Beneath this instruction is a listing; print exactly the lines in it starting at the line that contains "Scan for wide-brimmed black hat." and going through the line that contains "Scan for decorative cornice.".
= Beginning of Section =
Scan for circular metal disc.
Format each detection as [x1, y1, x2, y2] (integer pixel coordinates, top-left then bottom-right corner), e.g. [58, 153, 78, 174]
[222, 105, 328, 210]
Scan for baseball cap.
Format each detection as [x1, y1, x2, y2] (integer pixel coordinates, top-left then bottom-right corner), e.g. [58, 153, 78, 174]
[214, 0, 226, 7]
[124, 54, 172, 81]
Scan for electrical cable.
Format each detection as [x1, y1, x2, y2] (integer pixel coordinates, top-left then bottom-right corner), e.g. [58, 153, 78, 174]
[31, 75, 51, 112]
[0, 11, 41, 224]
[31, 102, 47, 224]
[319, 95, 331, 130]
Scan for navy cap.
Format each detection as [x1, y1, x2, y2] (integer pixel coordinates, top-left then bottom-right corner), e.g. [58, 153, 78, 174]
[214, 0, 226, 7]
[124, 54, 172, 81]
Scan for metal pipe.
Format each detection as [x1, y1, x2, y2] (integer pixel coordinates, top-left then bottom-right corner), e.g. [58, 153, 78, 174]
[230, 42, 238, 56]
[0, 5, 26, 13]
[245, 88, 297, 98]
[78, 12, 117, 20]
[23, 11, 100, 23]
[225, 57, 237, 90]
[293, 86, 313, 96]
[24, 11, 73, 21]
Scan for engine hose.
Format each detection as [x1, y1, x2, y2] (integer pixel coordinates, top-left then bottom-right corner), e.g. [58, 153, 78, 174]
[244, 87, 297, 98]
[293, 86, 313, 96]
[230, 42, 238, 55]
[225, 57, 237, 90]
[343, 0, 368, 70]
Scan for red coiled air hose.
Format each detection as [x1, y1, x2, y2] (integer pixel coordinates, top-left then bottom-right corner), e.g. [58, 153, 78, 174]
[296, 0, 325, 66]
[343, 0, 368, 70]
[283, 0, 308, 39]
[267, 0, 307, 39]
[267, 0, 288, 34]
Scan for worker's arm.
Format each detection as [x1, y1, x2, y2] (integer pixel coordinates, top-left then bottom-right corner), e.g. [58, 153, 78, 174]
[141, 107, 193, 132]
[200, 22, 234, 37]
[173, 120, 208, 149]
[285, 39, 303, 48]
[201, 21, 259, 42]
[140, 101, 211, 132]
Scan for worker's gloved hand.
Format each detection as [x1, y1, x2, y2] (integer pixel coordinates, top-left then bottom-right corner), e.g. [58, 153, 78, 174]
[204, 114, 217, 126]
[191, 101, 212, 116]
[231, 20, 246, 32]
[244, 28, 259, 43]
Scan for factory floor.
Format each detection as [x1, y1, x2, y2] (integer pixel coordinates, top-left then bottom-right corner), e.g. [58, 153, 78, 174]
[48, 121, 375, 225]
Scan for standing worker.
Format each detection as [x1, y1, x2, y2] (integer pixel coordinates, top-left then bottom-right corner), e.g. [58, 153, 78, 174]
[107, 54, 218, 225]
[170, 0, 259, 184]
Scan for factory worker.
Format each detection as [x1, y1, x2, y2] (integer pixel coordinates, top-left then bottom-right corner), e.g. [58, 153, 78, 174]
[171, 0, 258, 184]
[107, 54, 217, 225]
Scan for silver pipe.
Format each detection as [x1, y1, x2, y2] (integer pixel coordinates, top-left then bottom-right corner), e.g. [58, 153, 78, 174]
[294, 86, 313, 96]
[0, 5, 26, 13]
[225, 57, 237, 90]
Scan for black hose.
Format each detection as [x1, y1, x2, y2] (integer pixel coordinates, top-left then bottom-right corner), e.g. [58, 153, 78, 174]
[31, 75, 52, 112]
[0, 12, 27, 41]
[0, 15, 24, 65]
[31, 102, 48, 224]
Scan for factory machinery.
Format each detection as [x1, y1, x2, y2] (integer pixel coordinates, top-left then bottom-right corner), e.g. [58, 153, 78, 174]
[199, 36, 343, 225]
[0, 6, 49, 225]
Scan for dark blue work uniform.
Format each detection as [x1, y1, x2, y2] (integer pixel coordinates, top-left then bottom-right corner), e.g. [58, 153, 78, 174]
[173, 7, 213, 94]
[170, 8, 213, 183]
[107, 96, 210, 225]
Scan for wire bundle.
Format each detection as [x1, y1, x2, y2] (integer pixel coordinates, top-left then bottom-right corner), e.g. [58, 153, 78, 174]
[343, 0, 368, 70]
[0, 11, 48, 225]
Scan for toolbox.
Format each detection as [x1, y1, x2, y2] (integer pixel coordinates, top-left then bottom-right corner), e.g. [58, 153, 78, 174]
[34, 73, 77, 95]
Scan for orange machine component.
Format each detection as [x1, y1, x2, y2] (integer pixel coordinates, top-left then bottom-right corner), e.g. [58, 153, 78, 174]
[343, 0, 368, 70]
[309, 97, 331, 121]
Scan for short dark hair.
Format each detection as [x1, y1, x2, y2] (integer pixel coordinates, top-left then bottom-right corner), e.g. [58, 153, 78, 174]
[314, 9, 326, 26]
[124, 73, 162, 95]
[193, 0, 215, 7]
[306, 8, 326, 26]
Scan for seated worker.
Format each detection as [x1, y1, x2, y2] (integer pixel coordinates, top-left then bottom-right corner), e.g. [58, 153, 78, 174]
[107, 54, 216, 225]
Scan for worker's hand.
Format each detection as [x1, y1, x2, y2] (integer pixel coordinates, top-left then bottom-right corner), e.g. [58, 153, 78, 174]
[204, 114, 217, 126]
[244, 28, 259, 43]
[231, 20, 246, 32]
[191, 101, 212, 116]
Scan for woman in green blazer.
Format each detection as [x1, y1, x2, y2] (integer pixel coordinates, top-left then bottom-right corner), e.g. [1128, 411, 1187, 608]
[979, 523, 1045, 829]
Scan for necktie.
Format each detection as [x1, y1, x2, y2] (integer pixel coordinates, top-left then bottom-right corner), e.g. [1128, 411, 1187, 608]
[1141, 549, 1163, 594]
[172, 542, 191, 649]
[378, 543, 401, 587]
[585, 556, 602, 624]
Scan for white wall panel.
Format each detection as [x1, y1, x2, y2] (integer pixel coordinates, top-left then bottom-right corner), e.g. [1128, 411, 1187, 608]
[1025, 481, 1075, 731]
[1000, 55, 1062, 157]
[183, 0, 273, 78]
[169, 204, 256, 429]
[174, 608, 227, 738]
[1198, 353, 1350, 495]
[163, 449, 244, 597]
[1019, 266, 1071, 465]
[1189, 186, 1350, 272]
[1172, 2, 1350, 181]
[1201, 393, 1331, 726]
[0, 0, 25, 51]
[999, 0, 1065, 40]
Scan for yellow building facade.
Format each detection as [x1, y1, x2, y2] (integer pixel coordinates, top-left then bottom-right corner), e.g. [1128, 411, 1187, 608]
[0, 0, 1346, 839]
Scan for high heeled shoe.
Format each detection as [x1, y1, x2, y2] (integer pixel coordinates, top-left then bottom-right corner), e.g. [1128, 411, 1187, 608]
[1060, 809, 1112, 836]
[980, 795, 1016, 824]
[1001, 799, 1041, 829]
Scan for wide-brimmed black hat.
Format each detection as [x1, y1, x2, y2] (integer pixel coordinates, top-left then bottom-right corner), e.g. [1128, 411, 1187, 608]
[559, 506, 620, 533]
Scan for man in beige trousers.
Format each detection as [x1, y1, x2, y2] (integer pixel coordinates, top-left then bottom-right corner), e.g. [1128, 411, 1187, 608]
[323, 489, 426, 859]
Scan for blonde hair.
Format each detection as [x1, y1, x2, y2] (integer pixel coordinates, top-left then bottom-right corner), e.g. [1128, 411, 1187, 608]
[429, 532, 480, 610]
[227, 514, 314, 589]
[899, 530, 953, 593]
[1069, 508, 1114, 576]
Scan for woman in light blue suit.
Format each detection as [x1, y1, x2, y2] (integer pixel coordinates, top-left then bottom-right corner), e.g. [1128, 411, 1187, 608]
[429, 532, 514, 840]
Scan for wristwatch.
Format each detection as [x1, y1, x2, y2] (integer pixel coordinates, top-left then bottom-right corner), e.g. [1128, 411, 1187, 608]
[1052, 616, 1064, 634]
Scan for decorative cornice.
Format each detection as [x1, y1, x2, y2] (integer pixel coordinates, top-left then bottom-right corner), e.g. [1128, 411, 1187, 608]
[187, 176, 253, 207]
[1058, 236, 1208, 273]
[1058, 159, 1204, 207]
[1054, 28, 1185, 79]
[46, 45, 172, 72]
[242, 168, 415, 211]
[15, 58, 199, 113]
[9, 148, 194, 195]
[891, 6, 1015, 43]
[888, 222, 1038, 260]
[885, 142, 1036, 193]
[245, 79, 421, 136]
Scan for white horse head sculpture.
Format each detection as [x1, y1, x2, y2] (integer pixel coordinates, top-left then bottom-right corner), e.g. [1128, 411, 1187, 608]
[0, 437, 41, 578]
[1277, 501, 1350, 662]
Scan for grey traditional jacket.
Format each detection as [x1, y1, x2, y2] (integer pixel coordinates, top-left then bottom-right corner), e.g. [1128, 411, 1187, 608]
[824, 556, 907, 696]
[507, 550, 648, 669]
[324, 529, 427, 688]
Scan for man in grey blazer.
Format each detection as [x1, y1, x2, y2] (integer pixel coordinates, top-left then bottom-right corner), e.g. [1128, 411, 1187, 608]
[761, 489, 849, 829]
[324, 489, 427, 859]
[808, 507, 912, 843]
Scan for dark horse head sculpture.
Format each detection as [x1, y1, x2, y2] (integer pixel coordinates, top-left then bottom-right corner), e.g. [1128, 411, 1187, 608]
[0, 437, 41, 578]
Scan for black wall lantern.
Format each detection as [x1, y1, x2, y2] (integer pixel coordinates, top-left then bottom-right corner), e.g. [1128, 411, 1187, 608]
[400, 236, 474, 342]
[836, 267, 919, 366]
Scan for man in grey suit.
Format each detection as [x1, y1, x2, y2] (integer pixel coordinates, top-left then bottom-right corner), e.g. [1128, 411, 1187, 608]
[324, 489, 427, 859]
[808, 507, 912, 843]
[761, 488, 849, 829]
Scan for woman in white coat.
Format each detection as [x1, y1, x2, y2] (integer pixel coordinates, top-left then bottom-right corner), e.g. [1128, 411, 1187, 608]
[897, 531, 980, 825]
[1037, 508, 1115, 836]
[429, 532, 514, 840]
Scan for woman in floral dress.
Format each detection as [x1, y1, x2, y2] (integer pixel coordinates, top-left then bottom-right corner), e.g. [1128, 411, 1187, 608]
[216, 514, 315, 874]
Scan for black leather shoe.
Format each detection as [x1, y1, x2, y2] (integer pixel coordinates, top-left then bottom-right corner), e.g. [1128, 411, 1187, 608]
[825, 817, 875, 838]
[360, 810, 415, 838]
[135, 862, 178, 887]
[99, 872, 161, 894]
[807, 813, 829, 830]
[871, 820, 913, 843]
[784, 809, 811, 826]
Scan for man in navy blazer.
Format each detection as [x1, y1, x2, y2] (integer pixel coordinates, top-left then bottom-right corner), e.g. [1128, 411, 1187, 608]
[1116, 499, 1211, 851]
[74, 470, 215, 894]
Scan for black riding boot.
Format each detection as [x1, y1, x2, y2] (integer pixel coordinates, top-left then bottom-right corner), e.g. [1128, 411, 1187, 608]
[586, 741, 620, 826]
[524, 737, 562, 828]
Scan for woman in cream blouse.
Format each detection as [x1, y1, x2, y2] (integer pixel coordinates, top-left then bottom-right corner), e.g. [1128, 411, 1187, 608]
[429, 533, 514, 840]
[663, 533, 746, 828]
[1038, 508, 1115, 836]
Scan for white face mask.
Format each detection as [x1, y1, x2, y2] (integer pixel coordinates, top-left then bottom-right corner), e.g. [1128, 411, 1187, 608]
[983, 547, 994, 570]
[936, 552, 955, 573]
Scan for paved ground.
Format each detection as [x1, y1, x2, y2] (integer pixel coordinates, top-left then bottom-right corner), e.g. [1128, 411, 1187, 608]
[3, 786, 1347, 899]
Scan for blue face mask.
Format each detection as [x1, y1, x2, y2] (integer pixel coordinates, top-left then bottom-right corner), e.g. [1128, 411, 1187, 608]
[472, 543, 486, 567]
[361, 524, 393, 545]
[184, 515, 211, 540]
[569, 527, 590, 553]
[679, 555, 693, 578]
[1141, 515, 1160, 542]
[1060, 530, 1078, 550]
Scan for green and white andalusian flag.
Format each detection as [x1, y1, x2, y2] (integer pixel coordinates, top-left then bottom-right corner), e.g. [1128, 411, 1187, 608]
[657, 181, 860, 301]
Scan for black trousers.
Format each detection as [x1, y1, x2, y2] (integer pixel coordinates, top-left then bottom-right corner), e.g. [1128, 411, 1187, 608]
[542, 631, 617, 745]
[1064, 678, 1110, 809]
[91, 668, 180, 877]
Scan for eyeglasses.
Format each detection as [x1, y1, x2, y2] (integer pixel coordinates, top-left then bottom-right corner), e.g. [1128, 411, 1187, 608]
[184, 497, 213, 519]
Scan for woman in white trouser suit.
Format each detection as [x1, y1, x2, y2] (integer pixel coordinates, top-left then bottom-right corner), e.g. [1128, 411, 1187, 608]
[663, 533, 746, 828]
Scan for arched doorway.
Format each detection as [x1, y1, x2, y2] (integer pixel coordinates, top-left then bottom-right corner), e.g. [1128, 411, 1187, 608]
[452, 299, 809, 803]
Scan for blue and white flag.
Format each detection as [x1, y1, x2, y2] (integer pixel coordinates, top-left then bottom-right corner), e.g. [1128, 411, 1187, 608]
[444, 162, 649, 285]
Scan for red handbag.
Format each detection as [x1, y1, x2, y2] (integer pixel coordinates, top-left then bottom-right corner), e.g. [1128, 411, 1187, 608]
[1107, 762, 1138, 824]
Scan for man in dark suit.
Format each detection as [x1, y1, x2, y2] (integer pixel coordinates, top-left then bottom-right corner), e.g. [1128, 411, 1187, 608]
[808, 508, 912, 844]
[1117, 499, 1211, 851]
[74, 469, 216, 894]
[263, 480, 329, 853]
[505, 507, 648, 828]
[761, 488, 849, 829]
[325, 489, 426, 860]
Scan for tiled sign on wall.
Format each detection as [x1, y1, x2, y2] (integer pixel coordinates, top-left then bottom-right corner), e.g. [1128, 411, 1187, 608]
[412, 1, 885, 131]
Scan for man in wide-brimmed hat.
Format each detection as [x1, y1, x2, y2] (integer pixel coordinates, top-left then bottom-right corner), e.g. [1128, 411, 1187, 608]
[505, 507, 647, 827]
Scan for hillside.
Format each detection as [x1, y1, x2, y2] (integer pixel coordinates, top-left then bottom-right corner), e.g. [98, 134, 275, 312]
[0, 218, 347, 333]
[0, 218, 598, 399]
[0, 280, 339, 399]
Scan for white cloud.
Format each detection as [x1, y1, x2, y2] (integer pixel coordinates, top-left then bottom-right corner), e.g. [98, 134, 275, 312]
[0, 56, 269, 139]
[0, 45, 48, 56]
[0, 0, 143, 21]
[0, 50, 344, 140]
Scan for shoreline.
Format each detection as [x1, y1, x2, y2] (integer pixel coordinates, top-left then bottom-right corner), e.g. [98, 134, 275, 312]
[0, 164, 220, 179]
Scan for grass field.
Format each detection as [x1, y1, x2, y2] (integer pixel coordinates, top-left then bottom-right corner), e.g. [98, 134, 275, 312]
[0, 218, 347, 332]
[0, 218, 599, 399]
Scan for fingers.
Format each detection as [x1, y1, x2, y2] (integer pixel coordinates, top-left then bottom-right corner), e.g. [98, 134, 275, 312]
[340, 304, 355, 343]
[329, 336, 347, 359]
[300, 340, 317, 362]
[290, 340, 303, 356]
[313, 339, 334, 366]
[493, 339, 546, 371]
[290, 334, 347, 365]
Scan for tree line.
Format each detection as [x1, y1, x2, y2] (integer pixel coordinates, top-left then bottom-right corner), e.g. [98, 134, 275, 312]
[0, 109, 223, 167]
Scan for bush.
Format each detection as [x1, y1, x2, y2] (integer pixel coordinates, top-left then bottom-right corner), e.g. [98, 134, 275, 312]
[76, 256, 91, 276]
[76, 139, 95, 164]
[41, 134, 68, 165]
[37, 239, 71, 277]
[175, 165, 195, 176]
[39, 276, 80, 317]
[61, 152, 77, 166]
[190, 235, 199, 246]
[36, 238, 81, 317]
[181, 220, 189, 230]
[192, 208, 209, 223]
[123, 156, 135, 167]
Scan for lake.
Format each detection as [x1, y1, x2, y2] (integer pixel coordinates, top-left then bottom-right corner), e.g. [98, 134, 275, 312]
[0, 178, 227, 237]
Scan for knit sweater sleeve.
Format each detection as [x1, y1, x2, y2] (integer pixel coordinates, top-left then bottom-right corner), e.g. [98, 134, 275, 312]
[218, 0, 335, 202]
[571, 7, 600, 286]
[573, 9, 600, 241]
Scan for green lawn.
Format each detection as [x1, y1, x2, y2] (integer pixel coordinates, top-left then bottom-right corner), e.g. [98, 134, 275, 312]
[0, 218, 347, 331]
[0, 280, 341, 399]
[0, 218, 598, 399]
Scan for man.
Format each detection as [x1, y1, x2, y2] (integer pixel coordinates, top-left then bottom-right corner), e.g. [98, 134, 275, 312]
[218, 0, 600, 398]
= End of Section =
__Solution for this task__
Scan for wide-brimmed black hat.
Format each detection as [x1, y1, x2, y2] (integer pixel coordinates, top-left then bottom-right corner), e.g. [1128, 411, 1187, 608]
[559, 506, 620, 533]
Scan for man in beige trousers.
Format each detection as [x1, y1, x2, y2] (integer pixel coordinates, top-left then bottom-right corner), e.g. [1128, 411, 1187, 608]
[323, 489, 426, 859]
Scan for blonde hair.
Format each detection as [x1, y1, x2, y2] (integer pixel coordinates, top-left then bottom-right corner), e.g. [1128, 411, 1187, 608]
[429, 532, 480, 610]
[227, 514, 314, 589]
[899, 530, 953, 593]
[1069, 508, 1114, 576]
Scan for woman in light blue suit.
Format each detection as [x1, y1, x2, y2] (integer pixel coordinates, top-left then bottom-right corner), e.g. [1128, 411, 1187, 608]
[429, 532, 514, 840]
Scan for wristwatch.
Format each detection as [x1, y1, x2, y2] (integer pixel coordinates, top-left then bottom-right corner), e.g. [1128, 411, 1187, 608]
[1052, 616, 1064, 634]
Scan for decorative cornice.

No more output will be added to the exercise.